What to do =
All of the entries need to be set down exactly as they read.

Task data =
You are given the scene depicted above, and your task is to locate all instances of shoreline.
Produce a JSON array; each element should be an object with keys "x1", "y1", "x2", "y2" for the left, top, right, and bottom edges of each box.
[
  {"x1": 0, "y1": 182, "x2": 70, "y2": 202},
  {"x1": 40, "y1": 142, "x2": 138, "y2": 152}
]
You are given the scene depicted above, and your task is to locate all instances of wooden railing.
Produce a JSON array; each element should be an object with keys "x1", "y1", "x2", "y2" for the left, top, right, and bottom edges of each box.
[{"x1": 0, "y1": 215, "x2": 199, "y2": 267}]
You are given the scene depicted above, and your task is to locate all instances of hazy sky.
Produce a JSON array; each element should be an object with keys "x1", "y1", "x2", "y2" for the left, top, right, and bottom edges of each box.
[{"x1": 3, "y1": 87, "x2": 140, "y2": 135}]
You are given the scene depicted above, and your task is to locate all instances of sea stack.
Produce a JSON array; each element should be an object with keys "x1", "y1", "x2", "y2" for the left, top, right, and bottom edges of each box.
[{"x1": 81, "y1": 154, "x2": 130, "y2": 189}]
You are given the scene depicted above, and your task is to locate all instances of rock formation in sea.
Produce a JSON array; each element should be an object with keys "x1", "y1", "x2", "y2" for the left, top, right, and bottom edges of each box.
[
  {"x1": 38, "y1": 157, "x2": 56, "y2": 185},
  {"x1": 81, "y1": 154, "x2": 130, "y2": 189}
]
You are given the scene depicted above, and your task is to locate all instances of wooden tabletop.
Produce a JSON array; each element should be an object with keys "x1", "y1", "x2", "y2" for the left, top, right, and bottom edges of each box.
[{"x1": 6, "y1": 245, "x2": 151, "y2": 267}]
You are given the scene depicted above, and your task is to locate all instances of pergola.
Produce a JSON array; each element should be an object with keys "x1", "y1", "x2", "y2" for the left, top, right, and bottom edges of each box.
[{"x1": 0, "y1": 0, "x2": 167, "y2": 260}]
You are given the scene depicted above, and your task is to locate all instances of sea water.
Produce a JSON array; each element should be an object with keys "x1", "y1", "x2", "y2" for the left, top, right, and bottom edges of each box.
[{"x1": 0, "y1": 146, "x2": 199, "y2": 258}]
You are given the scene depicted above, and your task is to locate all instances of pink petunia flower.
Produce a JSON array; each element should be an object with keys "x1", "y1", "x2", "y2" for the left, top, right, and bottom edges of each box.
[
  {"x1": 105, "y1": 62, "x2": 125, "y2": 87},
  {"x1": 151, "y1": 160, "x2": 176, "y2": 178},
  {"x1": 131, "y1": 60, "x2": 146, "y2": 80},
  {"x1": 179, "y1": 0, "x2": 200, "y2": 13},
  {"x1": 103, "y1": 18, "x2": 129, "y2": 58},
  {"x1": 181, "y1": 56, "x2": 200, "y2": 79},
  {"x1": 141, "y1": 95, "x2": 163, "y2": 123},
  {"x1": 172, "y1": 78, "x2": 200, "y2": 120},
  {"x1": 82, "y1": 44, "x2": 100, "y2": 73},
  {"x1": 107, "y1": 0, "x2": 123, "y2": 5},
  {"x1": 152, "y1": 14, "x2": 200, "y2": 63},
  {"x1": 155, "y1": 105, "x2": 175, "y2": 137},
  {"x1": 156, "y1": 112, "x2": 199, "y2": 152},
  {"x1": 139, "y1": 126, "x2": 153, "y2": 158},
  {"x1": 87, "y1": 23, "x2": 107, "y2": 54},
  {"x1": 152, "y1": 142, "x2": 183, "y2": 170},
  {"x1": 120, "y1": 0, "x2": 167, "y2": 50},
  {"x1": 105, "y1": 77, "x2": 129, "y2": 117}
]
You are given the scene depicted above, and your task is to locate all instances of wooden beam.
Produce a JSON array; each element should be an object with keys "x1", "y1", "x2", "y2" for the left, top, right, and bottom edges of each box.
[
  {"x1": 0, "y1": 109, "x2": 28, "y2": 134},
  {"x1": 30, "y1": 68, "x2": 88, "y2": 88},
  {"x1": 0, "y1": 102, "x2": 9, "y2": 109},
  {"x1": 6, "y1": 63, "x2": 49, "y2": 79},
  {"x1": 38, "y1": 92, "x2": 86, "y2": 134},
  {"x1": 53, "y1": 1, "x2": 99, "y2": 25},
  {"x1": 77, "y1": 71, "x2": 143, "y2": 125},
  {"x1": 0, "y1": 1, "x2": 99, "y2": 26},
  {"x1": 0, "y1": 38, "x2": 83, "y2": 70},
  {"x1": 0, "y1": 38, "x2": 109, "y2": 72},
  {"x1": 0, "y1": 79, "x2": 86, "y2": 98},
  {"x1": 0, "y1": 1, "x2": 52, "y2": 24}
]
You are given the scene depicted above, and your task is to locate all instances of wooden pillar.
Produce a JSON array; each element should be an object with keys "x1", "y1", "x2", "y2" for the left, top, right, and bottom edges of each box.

Task output =
You are given the scene depicted above, and your task is to locate all instances of shoreline.
Produce a JSON array; each element should be an object with keys "x1", "y1", "x2", "y2" for the left, top, right, and bottom edges of each box.
[
  {"x1": 0, "y1": 182, "x2": 70, "y2": 202},
  {"x1": 40, "y1": 142, "x2": 138, "y2": 152}
]
You are given the scene depicted above, and your task is to locate all instances of wooden railing.
Produce a JSON array; each element should be an object with keys "x1", "y1", "x2", "y2" for the left, top, right, and bottom edges of each box.
[{"x1": 0, "y1": 215, "x2": 199, "y2": 267}]
You are given the scene depicted above, and your task is to locate all instances of hazy sky.
Produce a JSON array; each element should be an object with keys "x1", "y1", "x2", "y2" for the left, top, right, and bottom edges of each box.
[{"x1": 3, "y1": 87, "x2": 140, "y2": 135}]
You are given the scene depicted above, and your task is to locate all instances of sea stack.
Produce a JSON array; each element should be an object with keys "x1", "y1", "x2", "y2" for the left, top, right, and bottom edges of each box.
[{"x1": 81, "y1": 154, "x2": 130, "y2": 189}]
You are given the scene depicted above, and your task is to locate all instances of rock formation in sea.
Produce a JSON array; each element should be an object with keys "x1", "y1", "x2", "y2" for the left, top, right, and bottom edges of each box.
[
  {"x1": 38, "y1": 157, "x2": 56, "y2": 185},
  {"x1": 81, "y1": 154, "x2": 130, "y2": 189}
]
You are given the scene depicted above, and your task is to locate all instances of wooden tabletop.
Produce a JSON array; each element should be an object with keys "x1", "y1", "x2", "y2" for the left, top, right, and bottom edges of each box.
[{"x1": 6, "y1": 245, "x2": 151, "y2": 267}]
You are given the scene depicted above, and your task is to locate all instances of pergola.
Produce a JSON array; each element should be an object with keys "x1", "y1", "x2", "y2" for the left, top, right, and bottom edges of each box.
[{"x1": 0, "y1": 0, "x2": 167, "y2": 260}]
You are given the scene depicted above, and your task is to locate all instances of sea water.
Produce a JSON array; each element should be an object with keys "x1", "y1", "x2", "y2" for the left, top, right, and bottom edges of each box.
[{"x1": 0, "y1": 146, "x2": 199, "y2": 258}]
You are given the scene depicted above, and your task is to locate all instances of pink petunia flower.
Produce a JSON array; each element should be an object with keys "x1", "y1", "x2", "y2" for the left, top, right, and bottom edges of each box.
[
  {"x1": 105, "y1": 62, "x2": 125, "y2": 87},
  {"x1": 151, "y1": 160, "x2": 176, "y2": 178},
  {"x1": 131, "y1": 60, "x2": 146, "y2": 80},
  {"x1": 179, "y1": 0, "x2": 200, "y2": 13},
  {"x1": 103, "y1": 18, "x2": 129, "y2": 58},
  {"x1": 181, "y1": 56, "x2": 200, "y2": 79},
  {"x1": 141, "y1": 95, "x2": 163, "y2": 123},
  {"x1": 172, "y1": 78, "x2": 200, "y2": 120},
  {"x1": 82, "y1": 44, "x2": 100, "y2": 73},
  {"x1": 107, "y1": 0, "x2": 123, "y2": 5},
  {"x1": 152, "y1": 14, "x2": 200, "y2": 63},
  {"x1": 155, "y1": 105, "x2": 175, "y2": 137},
  {"x1": 156, "y1": 112, "x2": 199, "y2": 152},
  {"x1": 139, "y1": 126, "x2": 153, "y2": 158},
  {"x1": 87, "y1": 23, "x2": 107, "y2": 54},
  {"x1": 152, "y1": 142, "x2": 183, "y2": 170},
  {"x1": 120, "y1": 0, "x2": 167, "y2": 50},
  {"x1": 105, "y1": 77, "x2": 129, "y2": 117}
]
You are given the scene depicted above, and your task is to locate all instances of wooden beam.
Produce a JSON array; each element should be an object with keys "x1", "y1", "x2", "y2" for the left, top, right, and bottom edges of each box.
[
  {"x1": 0, "y1": 109, "x2": 28, "y2": 134},
  {"x1": 30, "y1": 68, "x2": 88, "y2": 88},
  {"x1": 0, "y1": 102, "x2": 9, "y2": 109},
  {"x1": 6, "y1": 63, "x2": 49, "y2": 79},
  {"x1": 38, "y1": 92, "x2": 86, "y2": 134},
  {"x1": 53, "y1": 1, "x2": 99, "y2": 25},
  {"x1": 77, "y1": 71, "x2": 143, "y2": 125},
  {"x1": 0, "y1": 1, "x2": 99, "y2": 26},
  {"x1": 0, "y1": 38, "x2": 83, "y2": 70},
  {"x1": 0, "y1": 38, "x2": 109, "y2": 72},
  {"x1": 0, "y1": 79, "x2": 86, "y2": 98},
  {"x1": 0, "y1": 1, "x2": 52, "y2": 24}
]
You are given the scene depicted above, and your task is to locate all instances of wooden pillar.
Produce a JSON array; each element should be an object with keys "x1", "y1", "x2", "y2" for the left, top, right, and bottom edges of each box.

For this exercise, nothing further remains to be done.